» WHAT TO DO
A verbatim copy of the listing is what is needed, minus any pictures.

» INPUT RECORDS
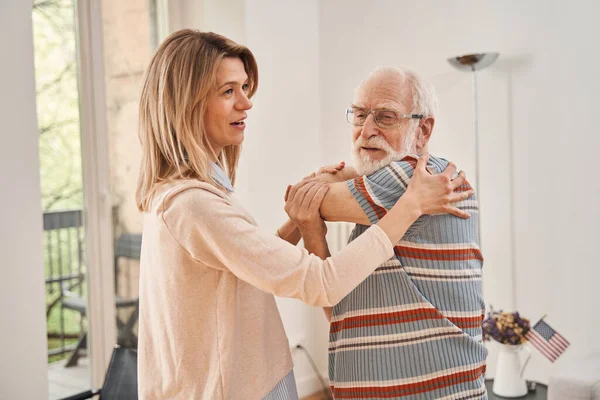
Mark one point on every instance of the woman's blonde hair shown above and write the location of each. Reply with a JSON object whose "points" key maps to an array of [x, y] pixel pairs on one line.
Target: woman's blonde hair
{"points": [[177, 83]]}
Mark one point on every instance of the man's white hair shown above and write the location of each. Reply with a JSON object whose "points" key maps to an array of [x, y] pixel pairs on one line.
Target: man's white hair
{"points": [[424, 99]]}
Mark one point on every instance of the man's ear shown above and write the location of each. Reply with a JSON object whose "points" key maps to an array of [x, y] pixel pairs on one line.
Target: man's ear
{"points": [[424, 133]]}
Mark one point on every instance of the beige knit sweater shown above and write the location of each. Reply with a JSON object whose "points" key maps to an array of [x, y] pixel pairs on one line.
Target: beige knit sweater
{"points": [[209, 327]]}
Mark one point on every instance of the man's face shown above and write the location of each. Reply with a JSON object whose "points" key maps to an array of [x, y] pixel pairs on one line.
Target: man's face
{"points": [[375, 147]]}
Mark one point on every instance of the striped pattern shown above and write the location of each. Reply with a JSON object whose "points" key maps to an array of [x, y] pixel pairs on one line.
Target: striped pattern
{"points": [[412, 330], [284, 390]]}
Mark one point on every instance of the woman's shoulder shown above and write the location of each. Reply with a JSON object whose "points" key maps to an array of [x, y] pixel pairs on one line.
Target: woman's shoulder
{"points": [[187, 193]]}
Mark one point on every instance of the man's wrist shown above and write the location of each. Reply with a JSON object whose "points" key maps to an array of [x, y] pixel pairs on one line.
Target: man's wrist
{"points": [[410, 206]]}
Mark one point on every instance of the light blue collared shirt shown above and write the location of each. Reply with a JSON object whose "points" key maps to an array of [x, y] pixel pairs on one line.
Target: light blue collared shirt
{"points": [[221, 177]]}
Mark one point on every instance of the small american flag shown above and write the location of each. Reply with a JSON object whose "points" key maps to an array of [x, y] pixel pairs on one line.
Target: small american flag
{"points": [[549, 342]]}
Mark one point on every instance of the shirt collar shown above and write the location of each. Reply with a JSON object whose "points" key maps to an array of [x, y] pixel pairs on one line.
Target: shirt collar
{"points": [[221, 177]]}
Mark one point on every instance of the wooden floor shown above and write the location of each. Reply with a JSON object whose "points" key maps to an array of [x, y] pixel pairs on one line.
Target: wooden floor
{"points": [[64, 382]]}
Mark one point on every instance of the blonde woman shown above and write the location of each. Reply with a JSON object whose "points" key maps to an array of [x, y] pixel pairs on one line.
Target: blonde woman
{"points": [[209, 327]]}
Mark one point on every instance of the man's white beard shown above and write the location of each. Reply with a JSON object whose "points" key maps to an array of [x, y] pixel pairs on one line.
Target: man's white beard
{"points": [[365, 165]]}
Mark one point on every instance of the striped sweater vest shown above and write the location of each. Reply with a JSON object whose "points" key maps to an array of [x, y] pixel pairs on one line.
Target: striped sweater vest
{"points": [[412, 330]]}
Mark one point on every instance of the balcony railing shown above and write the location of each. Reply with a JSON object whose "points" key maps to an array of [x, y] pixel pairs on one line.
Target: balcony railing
{"points": [[64, 256]]}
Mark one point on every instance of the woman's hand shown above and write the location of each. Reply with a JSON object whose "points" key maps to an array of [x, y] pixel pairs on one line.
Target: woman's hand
{"points": [[302, 206], [434, 194]]}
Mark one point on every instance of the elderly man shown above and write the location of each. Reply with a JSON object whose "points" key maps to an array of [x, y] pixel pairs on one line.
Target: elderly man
{"points": [[412, 330]]}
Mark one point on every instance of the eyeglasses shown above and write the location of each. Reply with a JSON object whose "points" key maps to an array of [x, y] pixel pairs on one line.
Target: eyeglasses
{"points": [[383, 118]]}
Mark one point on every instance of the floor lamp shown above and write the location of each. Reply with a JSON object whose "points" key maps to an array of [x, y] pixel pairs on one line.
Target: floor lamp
{"points": [[473, 63]]}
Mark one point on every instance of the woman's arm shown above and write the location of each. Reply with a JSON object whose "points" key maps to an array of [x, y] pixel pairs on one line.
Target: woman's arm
{"points": [[289, 232]]}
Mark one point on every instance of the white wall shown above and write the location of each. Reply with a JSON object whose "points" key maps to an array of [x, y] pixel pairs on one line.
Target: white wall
{"points": [[22, 320], [540, 98]]}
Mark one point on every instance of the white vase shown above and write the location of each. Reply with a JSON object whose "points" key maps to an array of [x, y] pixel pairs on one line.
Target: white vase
{"points": [[509, 381]]}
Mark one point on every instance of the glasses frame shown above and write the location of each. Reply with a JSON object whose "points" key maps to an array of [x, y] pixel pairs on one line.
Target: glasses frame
{"points": [[350, 110]]}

» TASK ANSWER
Mark one point on every instance of the woman's blonde hair shown above and write the location of each. Reply with a JSON object whose "points" key maps to an array of [x, y] pixel pairs on one line.
Target: woman's blonde hair
{"points": [[177, 83]]}
Mark one point on every instance of the man's white hair shown above and write the location of each. Reply with a JSON object whose "points" key maps to an array of [x, y] pixel pairs on one line.
Target: man's white hair
{"points": [[424, 99]]}
Mark one point on every instance of the man's ear shown above and write the location of each. Reply with a JSON object whose "points" key maps to an array of [x, y] pixel pairs on one line.
Target: man's ear
{"points": [[424, 133]]}
Mark one point on every instance of the beige knit sweater shown above and write the location of each. Reply with a JSON object whose "points" key maps to an array of [x, y] pixel pairs on one line.
Target: beige knit sweater
{"points": [[209, 327]]}
Mark one point on every instance of the man's face shown above and write the location of each. Reply with a JSON object whose "points" key maps to an array of [x, y] pixel pairs on one line.
Target: man's face
{"points": [[375, 147]]}
Mark one point on every instance of the striped pattern shown above and write the location of each. Reply with a JSON object whose "points" key maps to an array of [x, y] pixel pairs on one line.
Target: striped pattern
{"points": [[412, 330], [284, 390]]}
Mark one point on every instance of the woman's shoulder shown above and write the location of each. Reply with a JSON object whose "points" key maps to an array of [x, y] pixel pairs on one line.
Target: woman's shoulder
{"points": [[187, 193]]}
Mark one point on every instance of the man's wrist shown above and write the location of each. Reply with a JSON object whose "points" key maps to an array of [x, y] pixel pairs on one line.
Target: man's wrist
{"points": [[410, 206]]}
Mark one point on every instance of the light blue collared shirt shown above and write the location of each. Reply with a JSON object whose "points" key maps to an array of [x, y] pixel pairs on one line.
Target: light blue collared shirt
{"points": [[221, 177]]}
Mark one point on every instance of the small american flag shown above and write the location of each. Reply with a JSON object whose "points" key maps to an array of [x, y] pixel pairs on one line.
Target: small american flag
{"points": [[549, 342]]}
Mark one point on every instance of the shirt collar shown above and write the location of each. Reply with a JSON object whose "points" key maps to an array of [x, y] pixel pairs on one line.
Target: shirt collar
{"points": [[221, 177]]}
Mark one point on every instance of the wooden floor shown above and write the location of each. Reply with a JSON object whose "points" key maps to an array of [x, y] pixel pairs on one line.
Target: wooden floor
{"points": [[64, 382]]}
Mark one point on every instance of the blonde woman shown above and write the location of each. Reply with a JSON object whose "points" key maps to an array of [x, y] pixel pairs on one line.
Target: blonde woman
{"points": [[209, 327]]}
Mark one point on every instance of the man's white beard shown above and write the location of each. Reply with a JSON object whose "points" key maps to an array of [x, y] pixel pairs on one line.
Target: man's white beard
{"points": [[365, 165]]}
Mark one point on every instance of the striped sweater vest shown above and write the location of each. Reply with a JSON object whose "points" key maps to an array of [x, y] pixel pairs on one line.
Target: striped sweater vest
{"points": [[412, 330]]}
Mark one point on every instance of the balcony railing shown above and write the location of each. Reply with a JSON object whose "points" key maps to an array of [x, y] pixel pairs on one line.
Target: balcony railing
{"points": [[64, 256]]}
Mark one point on every instance of the woman's hand shown above and write the location of each. Reply with a JSON object whose "points" key maps to an array of [x, y] pixel pairs on one line.
Target: woman's hand
{"points": [[302, 206], [434, 194]]}
Mark one point on every instance of the elderly man shown above and write the location of each. Reply with a JSON object whose "points" key maps to an array of [x, y] pixel pairs on one line.
Target: elderly man
{"points": [[412, 330]]}
Mark one point on every instance of the eyeglasses shown above and write the location of each. Reply with a JSON object whose "points" key maps to an array of [x, y] pixel pairs on one line.
Target: eyeglasses
{"points": [[383, 118]]}
Mark one point on every instance of the floor lamp shown above and write the location of each. Reply with a JSON object whose "points" key maps to an array of [x, y] pixel pairs on one line.
Target: floor lamp
{"points": [[473, 63]]}
Mark one point on every instance of the woman's arm shown above and write the location of each. Reply with a JSON object whose "points" key maps to an array of [x, y] pixel pairs on one line.
Target: woman's arm
{"points": [[289, 232]]}
Mark one point on every instance of the white wall shown above and write the location of each. Reply with a JSON object whose "points" key maps to an array of [x, y] pixel pairs on one line.
Target: white wall
{"points": [[22, 320], [540, 98]]}
Mark one point on every instance of the white vase shown above and write the location of each. Reply with a JSON object whose "points" key maps to an array of [x, y] pixel pairs on one line.
Target: white vase
{"points": [[509, 381]]}
Mark one point on every instance of the glasses frame shown above and write the location of each. Reply with a JSON object whose "points" key maps to an array of [x, y] pixel pairs on one line.
Target: glasses frame
{"points": [[350, 110]]}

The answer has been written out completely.